(Stored items from a collection)
╭──

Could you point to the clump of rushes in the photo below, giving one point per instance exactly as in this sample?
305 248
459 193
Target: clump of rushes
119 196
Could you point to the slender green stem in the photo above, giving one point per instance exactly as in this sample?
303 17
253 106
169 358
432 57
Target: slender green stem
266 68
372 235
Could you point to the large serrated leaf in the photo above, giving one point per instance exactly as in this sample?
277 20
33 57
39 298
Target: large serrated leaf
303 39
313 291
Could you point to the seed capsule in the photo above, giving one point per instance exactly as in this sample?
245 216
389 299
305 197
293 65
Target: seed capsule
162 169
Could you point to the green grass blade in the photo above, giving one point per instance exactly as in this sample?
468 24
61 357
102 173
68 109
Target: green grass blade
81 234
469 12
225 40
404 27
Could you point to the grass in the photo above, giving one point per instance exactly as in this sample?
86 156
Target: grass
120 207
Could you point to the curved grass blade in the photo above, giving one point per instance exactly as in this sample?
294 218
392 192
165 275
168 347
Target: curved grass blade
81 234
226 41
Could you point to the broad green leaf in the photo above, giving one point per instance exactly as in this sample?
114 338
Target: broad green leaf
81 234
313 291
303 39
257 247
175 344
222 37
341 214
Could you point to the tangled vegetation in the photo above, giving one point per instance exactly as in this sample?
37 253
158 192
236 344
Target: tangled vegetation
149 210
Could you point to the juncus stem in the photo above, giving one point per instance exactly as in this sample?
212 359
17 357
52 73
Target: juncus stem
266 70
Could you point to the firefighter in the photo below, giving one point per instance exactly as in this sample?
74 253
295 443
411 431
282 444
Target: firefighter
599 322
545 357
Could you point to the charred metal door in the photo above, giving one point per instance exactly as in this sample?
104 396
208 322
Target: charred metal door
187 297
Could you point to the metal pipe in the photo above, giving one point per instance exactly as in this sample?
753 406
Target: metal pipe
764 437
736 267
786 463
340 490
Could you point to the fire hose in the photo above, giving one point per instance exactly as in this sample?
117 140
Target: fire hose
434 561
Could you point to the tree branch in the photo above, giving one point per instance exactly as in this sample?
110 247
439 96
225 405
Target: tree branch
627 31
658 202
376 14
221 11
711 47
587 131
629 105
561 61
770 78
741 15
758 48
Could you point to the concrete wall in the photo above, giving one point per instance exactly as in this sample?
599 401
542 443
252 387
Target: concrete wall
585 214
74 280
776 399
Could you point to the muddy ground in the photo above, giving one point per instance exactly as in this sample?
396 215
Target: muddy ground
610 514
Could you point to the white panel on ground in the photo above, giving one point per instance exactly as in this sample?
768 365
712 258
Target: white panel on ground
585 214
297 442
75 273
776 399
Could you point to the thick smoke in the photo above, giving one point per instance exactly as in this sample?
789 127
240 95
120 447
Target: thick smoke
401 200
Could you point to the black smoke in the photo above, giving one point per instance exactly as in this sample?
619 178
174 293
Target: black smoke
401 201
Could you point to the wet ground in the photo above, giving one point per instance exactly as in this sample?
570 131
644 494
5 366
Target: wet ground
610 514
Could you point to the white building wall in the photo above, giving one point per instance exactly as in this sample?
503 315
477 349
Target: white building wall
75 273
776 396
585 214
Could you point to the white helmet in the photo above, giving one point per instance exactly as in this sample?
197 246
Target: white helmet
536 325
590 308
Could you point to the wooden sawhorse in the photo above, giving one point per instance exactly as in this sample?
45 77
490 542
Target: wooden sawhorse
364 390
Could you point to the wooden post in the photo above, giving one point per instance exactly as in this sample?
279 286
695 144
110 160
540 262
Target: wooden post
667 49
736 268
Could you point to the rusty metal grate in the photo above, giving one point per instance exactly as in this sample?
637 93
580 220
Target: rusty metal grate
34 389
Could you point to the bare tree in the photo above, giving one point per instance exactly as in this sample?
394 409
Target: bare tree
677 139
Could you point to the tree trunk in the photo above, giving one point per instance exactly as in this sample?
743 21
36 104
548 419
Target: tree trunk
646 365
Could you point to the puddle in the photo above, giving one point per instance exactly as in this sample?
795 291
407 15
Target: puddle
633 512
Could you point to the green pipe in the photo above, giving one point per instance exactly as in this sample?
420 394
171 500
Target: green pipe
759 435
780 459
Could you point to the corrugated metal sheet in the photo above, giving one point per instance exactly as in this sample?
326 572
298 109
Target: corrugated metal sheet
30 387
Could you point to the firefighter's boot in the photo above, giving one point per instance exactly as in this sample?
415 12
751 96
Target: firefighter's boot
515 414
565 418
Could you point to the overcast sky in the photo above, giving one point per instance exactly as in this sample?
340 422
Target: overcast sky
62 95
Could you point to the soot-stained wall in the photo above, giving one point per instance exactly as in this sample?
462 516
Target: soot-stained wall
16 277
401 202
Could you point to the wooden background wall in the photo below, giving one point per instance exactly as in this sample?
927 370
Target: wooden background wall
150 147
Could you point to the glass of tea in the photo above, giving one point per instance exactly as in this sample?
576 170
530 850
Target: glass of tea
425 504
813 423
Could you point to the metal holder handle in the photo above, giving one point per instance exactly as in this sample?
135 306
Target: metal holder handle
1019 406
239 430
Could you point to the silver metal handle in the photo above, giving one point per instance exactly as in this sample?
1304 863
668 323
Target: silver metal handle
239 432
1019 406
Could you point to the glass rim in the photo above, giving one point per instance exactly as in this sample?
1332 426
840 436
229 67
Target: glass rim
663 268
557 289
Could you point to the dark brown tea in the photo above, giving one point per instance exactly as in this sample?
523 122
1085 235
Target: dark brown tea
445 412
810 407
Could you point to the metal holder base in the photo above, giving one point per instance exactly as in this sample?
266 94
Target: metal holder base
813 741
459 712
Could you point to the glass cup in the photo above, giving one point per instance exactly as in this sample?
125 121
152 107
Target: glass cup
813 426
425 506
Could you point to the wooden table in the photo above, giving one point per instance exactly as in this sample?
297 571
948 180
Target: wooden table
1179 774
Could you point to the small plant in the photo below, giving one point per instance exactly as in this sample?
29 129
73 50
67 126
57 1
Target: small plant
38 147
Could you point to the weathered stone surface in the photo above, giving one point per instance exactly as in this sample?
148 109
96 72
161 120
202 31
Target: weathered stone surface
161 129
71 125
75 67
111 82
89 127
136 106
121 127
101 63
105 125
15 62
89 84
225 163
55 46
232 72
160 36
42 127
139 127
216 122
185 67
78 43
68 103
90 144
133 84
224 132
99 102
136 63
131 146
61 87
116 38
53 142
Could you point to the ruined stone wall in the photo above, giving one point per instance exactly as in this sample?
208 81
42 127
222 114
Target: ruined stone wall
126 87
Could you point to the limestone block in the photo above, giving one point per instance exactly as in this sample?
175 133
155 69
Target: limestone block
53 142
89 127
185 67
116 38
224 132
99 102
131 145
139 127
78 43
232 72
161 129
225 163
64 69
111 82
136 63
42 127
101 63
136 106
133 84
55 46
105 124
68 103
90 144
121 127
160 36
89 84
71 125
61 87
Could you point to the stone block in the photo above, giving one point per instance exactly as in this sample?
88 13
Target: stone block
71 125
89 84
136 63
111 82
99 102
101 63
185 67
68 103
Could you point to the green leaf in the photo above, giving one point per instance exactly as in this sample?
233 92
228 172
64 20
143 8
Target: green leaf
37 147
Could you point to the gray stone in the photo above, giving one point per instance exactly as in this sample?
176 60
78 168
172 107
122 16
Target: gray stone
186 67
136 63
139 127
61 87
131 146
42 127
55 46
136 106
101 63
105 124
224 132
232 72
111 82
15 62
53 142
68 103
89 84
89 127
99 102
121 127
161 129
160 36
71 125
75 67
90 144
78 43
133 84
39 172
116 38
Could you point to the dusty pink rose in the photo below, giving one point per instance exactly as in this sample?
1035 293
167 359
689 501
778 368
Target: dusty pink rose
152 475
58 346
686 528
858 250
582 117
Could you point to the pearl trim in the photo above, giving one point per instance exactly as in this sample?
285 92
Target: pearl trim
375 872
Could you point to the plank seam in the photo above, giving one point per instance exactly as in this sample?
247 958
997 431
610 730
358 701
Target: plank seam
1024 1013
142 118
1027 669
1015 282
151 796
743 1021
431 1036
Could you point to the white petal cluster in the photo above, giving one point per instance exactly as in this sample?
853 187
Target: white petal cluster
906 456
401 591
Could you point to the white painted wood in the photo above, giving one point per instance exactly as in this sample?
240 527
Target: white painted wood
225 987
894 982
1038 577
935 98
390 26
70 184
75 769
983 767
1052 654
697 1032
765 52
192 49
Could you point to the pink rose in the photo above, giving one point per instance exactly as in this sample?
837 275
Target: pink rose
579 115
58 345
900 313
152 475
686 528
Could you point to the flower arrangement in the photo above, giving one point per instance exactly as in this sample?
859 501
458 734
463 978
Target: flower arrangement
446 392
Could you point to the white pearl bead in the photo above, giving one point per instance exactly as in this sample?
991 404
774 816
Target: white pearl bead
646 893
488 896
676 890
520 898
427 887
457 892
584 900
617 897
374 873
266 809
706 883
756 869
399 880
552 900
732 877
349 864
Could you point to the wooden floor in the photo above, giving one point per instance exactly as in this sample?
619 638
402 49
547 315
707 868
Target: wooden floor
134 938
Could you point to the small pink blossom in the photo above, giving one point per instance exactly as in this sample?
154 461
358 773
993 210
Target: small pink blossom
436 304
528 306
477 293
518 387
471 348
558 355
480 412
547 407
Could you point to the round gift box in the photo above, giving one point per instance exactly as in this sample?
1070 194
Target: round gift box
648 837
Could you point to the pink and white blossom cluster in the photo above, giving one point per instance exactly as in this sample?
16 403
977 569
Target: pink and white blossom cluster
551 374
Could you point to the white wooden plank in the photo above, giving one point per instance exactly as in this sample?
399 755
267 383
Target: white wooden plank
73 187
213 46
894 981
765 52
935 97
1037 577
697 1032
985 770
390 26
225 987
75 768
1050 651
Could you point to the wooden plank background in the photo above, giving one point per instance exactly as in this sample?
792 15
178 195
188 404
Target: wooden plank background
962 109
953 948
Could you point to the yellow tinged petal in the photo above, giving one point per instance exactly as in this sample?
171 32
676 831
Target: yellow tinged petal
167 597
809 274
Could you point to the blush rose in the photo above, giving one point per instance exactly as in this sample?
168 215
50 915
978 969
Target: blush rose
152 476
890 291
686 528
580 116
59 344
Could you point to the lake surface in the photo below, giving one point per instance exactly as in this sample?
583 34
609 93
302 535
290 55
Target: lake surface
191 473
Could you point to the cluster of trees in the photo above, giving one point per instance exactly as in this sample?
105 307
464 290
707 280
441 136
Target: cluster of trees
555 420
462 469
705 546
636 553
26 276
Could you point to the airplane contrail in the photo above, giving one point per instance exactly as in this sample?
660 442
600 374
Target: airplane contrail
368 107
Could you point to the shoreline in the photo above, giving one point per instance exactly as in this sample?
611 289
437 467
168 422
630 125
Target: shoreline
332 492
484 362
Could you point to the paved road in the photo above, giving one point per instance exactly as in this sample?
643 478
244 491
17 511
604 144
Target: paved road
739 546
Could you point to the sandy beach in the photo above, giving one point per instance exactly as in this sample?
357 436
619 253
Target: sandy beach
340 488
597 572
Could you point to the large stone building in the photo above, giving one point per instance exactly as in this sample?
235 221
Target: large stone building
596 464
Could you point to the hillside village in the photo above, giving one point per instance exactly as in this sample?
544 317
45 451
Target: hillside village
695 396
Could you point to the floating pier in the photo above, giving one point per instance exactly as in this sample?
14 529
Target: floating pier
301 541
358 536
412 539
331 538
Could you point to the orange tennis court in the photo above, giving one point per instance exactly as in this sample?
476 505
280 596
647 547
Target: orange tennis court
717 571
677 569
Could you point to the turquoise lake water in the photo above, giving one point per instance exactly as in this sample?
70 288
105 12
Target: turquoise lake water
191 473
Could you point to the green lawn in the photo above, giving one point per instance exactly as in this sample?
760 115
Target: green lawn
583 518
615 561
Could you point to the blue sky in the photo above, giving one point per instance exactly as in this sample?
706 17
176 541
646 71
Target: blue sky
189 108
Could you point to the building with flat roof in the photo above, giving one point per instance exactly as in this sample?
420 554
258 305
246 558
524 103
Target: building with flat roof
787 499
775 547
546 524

╰──

- [WHAT IS NEEDED]: In the listing above, find the line containing "Could you point to the hillside", then reproduce it and each line after it through the end, exactly and with nothing added.

- [EXPECTED OUTPUT]:
Could you point to the hillside village in the photo above, giving one point per instance exactly as in this sample?
544 317
45 451
Target: hillside village
695 396
Could you point to the floating pier in the photo above, giving one point per instance exactly as in this sample?
14 529
Target: floating pier
301 541
358 536
412 539
331 538
Could you point to the orange tennis court in the photo above, giving one point per instance exactly as in this sample?
476 505
280 596
647 547
Target: orange tennis court
717 571
677 569
Could you point to the turquoise lake water in the photo above, giving one point per instance exactly as in this sample?
70 288
105 12
Target: turquoise lake water
191 473
Could you point to the green lawn in the photo above, giving one point per instance exactly as in this sample?
760 115
Target: green lawn
583 518
615 561
Could you point to the blue sky in the photo above, giving one point per instance exactly as in this sample?
706 17
176 541
646 71
Target: blue sky
189 108
Could you point to the building with flat roof in the photo above, giving one point per instance exactly as in this sample?
420 554
258 305
246 558
524 103
Target: building with flat roof
787 499
775 547
546 524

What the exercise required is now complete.